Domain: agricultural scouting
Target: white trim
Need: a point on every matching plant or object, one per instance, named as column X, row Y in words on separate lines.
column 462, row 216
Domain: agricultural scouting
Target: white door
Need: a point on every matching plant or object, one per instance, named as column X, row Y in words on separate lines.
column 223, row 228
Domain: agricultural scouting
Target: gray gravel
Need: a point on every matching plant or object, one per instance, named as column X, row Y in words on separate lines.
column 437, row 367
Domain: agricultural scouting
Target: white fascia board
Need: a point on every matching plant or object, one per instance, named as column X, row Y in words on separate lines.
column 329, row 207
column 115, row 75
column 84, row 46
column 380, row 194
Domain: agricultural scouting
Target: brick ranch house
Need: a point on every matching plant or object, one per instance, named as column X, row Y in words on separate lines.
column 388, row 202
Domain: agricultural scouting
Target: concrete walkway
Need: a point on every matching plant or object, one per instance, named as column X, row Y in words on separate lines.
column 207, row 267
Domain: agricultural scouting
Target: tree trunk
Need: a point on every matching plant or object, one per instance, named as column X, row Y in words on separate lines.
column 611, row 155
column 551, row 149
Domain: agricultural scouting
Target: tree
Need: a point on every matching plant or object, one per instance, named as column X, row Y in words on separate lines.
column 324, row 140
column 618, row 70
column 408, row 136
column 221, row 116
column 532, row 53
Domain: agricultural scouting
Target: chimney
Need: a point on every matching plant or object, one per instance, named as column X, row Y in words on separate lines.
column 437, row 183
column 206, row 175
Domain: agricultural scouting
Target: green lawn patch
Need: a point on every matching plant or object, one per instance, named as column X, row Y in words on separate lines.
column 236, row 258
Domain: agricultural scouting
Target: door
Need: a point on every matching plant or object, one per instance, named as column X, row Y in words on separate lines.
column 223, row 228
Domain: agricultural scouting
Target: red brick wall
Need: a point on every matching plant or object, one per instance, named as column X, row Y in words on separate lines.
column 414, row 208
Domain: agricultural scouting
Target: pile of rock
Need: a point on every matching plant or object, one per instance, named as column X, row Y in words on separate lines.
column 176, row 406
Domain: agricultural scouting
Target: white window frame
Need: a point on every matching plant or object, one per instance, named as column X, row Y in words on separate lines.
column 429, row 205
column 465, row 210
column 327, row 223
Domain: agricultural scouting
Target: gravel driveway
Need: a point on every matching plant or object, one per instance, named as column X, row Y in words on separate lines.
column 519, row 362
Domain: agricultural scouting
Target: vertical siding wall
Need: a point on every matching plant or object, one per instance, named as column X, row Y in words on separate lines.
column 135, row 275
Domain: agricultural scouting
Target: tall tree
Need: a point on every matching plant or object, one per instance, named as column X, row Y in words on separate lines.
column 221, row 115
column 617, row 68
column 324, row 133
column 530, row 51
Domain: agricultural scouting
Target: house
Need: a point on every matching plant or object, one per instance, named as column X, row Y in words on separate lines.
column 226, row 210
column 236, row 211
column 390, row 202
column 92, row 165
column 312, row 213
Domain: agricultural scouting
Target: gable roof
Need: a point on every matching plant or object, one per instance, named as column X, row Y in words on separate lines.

_ _ _ _ _ _ _

■ **Given problem**: Convert all of the lines above into a JSON list of strings, with one string per line and blank lines omitted.

■ **Task output**:
[
  "Domain: agricultural scouting",
  "Target: white trim",
  "Need: a point on every matching plant or object, one per instance, named as column X, row Y in words on separate lines.",
  "column 462, row 216",
  "Domain: agricultural scouting",
  "Target: white door",
  "Need: a point on every matching plant or object, one per instance, named as column X, row Y in words on separate lines.",
  "column 223, row 228",
  "Domain: agricultural scouting",
  "Target: gray gravel",
  "Need: a point on every matching plant or object, one per instance, named as column X, row Y in words on separate lines.",
  "column 437, row 367",
  "Domain: agricultural scouting",
  "Target: white fascia board",
  "Need: a point on every matching plant or object, one per instance, named as column X, row Y in words on separate lines.",
  "column 329, row 207",
  "column 115, row 75",
  "column 84, row 46",
  "column 380, row 194",
  "Domain: agricultural scouting",
  "Target: brick ranch house",
  "Need: a point on every matching plant or object, one per instance, named as column X, row Y in words on separate lines.",
  "column 388, row 202",
  "Domain: agricultural scouting",
  "Target: concrete walkway",
  "Need: a point on every matching plant or object, one per instance, named as column X, row Y in words on separate lines.",
  "column 207, row 267",
  "Domain: agricultural scouting",
  "Target: tree trunk",
  "Need: a point on every matching plant or object, one per instance, named as column X, row Y in words on separate lines.",
  "column 611, row 155",
  "column 551, row 149",
  "Domain: agricultural scouting",
  "Target: tree",
  "Need: a point on every matching plant or object, one per instance, named as column X, row Y in words on separate lines.",
  "column 324, row 140",
  "column 618, row 70",
  "column 408, row 136",
  "column 221, row 116",
  "column 532, row 53",
  "Domain: agricultural scouting",
  "Target: chimney",
  "Need: a point on every matching plant or object, one per instance, named as column X, row Y in words on separate lines.",
  "column 437, row 183",
  "column 206, row 175",
  "Domain: agricultural scouting",
  "Target: green lawn patch",
  "Need: a point on every matching plant or object, one per instance, named as column X, row Y in words on separate lines.",
  "column 236, row 258",
  "Domain: agricultural scouting",
  "Target: door",
  "Need: a point on every matching plant or object, one per instance, named as column X, row Y in words on separate lines.",
  "column 223, row 228",
  "Domain: agricultural scouting",
  "Target: red brick wall",
  "Need: a point on every matching plant or object, one per instance, named as column X, row Y in words on separate lines.",
  "column 414, row 208",
  "Domain: agricultural scouting",
  "Target: pile of rock",
  "Need: a point on every matching plant or object, one per instance, named as column X, row Y in words on separate lines.",
  "column 176, row 406",
  "Domain: agricultural scouting",
  "Target: white window frame",
  "Need: a point on every matching plant or object, one per instance, named as column X, row Y in words on separate lines.",
  "column 429, row 205",
  "column 465, row 210",
  "column 327, row 223",
  "Domain: agricultural scouting",
  "Target: gravel driveway",
  "Need: a point on every matching plant or object, one per instance, named as column X, row Y in words on separate lines.",
  "column 519, row 362",
  "Domain: agricultural scouting",
  "Target: vertical siding wall",
  "Need: a point on every matching plant or object, one per instance, named as column X, row Y in words on separate lines.",
  "column 135, row 275",
  "Domain: agricultural scouting",
  "Target: tall tree",
  "Need: a point on every matching plant or object, one per instance, named as column X, row Y in words on separate lines.",
  "column 221, row 115",
  "column 617, row 68",
  "column 324, row 133",
  "column 530, row 51",
  "Domain: agricultural scouting",
  "Target: house",
  "Need: a point on every matching plant or object, one per instance, named as column X, row Y in words on separate lines.",
  "column 226, row 210",
  "column 236, row 211",
  "column 390, row 202",
  "column 92, row 165",
  "column 312, row 213",
  "Domain: agricultural scouting",
  "Target: gable roof",
  "Need: a point on every matching plant or object, one per instance, named as column X, row Y in words on separate lines."
]